== DATA FOR THE TASK ==
-*-

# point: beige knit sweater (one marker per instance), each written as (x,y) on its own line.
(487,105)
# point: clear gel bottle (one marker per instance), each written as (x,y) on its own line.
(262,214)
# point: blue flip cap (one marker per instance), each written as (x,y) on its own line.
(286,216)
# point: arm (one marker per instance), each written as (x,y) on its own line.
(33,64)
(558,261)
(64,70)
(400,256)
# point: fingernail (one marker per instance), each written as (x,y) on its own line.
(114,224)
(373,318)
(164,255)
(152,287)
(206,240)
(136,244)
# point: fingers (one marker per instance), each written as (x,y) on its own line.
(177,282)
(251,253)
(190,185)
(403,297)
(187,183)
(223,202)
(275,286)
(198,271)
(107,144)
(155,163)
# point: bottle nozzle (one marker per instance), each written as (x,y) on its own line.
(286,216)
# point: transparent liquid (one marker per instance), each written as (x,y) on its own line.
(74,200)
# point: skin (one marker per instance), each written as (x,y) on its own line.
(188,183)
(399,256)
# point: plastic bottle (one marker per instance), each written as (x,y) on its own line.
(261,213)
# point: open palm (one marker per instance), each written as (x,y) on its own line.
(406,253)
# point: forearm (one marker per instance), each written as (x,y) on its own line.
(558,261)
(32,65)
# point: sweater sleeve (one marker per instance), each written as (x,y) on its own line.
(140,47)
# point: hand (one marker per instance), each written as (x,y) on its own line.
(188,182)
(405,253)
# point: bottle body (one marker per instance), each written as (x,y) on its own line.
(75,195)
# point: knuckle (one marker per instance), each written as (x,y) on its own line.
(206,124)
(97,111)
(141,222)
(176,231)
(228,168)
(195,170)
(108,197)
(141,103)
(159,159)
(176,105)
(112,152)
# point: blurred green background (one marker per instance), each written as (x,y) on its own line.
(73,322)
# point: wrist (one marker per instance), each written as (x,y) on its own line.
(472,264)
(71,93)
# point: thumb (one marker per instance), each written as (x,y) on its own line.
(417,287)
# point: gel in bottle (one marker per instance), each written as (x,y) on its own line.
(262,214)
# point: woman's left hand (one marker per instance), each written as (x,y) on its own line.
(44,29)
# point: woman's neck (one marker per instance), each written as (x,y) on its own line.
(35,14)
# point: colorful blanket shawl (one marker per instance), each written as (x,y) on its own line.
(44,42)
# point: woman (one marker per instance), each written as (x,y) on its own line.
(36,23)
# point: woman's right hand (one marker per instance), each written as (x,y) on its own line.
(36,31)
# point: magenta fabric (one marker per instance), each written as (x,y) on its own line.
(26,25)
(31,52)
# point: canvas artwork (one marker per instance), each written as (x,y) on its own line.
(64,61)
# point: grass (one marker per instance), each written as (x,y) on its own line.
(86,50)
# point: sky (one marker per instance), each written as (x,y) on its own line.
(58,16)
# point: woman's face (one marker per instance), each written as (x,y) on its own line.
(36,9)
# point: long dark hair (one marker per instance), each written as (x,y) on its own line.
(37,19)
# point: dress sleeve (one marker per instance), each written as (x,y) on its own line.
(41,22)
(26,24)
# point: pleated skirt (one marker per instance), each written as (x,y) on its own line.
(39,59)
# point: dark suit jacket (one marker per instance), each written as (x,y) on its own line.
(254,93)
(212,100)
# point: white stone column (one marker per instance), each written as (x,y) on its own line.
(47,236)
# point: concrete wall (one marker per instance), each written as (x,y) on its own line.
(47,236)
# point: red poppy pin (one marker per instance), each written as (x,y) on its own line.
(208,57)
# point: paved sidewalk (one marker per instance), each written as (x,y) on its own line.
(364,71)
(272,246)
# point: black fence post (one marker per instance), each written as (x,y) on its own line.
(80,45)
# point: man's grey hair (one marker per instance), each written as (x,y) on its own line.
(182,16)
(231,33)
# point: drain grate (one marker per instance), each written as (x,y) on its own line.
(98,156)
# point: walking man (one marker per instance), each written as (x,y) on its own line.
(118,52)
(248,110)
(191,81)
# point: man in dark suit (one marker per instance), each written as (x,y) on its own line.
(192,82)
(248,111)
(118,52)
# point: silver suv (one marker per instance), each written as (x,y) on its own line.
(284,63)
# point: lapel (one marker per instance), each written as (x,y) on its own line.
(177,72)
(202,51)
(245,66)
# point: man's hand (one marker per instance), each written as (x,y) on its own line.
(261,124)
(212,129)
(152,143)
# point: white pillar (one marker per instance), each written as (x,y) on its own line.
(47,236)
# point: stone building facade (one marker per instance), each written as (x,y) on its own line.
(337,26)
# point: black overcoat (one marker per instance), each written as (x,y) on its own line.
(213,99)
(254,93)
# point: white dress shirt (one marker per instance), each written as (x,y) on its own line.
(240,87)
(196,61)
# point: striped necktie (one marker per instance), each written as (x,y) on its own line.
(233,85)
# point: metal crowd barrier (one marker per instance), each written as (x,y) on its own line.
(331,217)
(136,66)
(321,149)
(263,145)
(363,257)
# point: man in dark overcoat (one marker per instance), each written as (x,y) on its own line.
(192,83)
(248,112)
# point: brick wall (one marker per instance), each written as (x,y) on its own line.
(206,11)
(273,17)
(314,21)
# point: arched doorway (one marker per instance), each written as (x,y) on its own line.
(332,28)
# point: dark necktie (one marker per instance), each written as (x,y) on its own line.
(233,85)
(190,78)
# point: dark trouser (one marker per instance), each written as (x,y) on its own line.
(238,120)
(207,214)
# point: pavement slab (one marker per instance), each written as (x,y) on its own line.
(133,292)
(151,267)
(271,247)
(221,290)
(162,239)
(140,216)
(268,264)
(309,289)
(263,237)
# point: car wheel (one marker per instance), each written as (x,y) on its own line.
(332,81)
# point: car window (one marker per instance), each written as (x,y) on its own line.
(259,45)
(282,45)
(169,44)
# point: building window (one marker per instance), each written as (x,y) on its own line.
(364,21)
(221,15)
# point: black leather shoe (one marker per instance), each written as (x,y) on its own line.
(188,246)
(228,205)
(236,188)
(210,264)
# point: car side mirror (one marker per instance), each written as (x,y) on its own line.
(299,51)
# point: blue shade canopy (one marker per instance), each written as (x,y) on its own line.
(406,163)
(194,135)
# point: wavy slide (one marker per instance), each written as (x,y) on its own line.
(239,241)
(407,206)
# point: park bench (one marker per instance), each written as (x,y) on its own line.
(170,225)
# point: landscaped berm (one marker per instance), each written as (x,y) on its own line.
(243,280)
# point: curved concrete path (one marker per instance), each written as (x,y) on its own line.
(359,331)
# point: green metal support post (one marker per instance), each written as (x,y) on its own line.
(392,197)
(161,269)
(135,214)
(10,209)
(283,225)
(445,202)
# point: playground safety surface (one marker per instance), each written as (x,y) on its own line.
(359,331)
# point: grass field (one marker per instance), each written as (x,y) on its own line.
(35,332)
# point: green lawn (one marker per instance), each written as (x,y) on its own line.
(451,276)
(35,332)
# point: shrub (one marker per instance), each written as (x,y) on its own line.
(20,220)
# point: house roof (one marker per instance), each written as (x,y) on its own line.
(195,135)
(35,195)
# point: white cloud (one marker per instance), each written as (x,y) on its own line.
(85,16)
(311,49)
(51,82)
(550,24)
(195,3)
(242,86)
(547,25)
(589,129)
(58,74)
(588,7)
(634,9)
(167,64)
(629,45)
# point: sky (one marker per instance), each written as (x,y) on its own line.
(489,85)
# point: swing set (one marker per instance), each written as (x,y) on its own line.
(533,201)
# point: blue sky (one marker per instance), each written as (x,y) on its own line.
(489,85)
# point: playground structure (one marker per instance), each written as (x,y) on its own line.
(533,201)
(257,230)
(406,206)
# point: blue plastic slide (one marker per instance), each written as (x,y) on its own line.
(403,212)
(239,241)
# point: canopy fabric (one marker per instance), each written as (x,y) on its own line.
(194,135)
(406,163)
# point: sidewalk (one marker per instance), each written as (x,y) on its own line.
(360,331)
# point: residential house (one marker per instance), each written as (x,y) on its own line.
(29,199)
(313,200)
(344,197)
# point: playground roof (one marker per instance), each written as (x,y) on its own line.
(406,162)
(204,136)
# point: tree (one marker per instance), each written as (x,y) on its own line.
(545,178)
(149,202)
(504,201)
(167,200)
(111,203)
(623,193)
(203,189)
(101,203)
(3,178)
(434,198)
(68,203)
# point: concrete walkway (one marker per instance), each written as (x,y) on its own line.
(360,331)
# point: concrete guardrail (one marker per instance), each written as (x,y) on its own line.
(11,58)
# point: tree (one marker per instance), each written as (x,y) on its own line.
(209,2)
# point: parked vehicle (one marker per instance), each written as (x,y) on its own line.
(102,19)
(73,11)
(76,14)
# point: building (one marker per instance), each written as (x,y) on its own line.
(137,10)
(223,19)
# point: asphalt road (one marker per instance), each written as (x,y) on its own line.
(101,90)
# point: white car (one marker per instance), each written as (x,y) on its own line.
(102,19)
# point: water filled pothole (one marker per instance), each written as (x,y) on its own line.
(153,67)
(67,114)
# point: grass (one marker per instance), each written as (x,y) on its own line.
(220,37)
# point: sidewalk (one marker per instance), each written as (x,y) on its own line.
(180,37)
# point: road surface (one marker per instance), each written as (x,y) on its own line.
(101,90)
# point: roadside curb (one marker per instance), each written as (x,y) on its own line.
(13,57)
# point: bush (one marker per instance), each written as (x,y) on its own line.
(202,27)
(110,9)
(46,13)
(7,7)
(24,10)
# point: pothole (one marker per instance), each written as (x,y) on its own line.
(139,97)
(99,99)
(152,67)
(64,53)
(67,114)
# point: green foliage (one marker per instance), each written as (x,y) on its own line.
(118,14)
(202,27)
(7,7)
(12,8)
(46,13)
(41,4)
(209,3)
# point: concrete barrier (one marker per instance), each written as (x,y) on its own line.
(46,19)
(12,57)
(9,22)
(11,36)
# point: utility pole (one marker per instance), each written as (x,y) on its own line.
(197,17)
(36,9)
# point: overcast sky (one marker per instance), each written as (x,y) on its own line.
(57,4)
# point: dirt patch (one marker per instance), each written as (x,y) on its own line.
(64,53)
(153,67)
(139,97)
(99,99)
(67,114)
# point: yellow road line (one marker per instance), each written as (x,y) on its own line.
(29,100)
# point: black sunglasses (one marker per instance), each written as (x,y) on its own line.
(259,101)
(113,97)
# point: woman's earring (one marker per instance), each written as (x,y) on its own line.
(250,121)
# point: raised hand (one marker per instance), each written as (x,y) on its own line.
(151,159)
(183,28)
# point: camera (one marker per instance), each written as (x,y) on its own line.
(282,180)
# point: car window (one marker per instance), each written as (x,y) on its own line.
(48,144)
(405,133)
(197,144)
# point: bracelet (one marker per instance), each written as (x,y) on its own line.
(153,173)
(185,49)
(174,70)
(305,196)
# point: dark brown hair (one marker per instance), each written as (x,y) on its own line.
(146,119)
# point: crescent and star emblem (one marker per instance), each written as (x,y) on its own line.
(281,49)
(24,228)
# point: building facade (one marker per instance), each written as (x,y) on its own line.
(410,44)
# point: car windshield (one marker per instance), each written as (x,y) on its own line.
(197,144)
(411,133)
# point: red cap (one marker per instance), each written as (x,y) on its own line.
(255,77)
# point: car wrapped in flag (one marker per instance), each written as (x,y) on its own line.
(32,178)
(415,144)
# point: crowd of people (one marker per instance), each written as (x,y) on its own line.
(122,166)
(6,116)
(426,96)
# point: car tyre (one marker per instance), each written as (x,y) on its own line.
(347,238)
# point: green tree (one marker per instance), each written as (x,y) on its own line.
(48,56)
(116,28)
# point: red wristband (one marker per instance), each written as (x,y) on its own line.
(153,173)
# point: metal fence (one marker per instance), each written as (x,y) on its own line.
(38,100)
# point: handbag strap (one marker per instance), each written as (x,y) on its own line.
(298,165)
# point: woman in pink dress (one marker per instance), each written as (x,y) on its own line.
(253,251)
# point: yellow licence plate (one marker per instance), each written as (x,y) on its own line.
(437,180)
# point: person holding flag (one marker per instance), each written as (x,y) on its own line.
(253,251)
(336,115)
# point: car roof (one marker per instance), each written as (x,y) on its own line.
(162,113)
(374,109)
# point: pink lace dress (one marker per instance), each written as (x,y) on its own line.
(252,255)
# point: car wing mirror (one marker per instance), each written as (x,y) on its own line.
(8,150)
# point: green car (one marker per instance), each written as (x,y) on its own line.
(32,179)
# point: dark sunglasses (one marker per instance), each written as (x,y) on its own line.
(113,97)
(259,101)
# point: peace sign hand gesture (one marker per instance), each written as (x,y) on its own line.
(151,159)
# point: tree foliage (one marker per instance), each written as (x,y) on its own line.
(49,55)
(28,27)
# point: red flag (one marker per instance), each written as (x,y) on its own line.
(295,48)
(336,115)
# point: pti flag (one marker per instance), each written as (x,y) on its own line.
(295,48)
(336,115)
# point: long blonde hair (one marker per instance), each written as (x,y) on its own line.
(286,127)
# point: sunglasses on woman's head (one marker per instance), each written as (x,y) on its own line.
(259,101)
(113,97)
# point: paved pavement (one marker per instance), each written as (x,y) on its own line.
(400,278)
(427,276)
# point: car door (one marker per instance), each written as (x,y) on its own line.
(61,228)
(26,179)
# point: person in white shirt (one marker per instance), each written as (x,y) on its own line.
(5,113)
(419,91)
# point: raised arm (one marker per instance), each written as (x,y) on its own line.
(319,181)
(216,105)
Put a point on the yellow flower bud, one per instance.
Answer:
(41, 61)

-*-

== TASK DESCRIPTION ==
Search the data for "# point: tree foliage". Beginning with that line, set down every line through the last exactly.

== ANSWER TO THIS EXERCISE ==
# point: tree foliage (one marker per instance), each written as (x,y) on its own line.
(49,55)
(28,27)
# point: red flag (one marker per instance), each written as (x,y) on its own line.
(295,48)
(336,115)
# point: pti flag (one marker per instance), each written as (x,y) on its own line.
(295,48)
(336,115)
# point: long blonde hair (one marker per instance), each written as (x,y) on its own line.
(286,127)
# point: sunglasses on woman's head (one marker per instance), each written as (x,y) on its own line.
(259,101)
(113,97)
# point: paved pavement (one marker per instance), each written as (x,y) on its own line.
(400,278)
(427,276)
# point: car door (one marker per instance), each written as (x,y) on its own line.
(61,228)
(26,179)
# point: person in white shirt (one marker per instance), each written as (x,y) on its own line.
(5,113)
(419,91)
# point: raised arm (one marker per instance), each written as (x,y) on its own line.
(319,181)
(216,105)
Put a point on the yellow flower bud, one per instance.
Answer:
(41, 61)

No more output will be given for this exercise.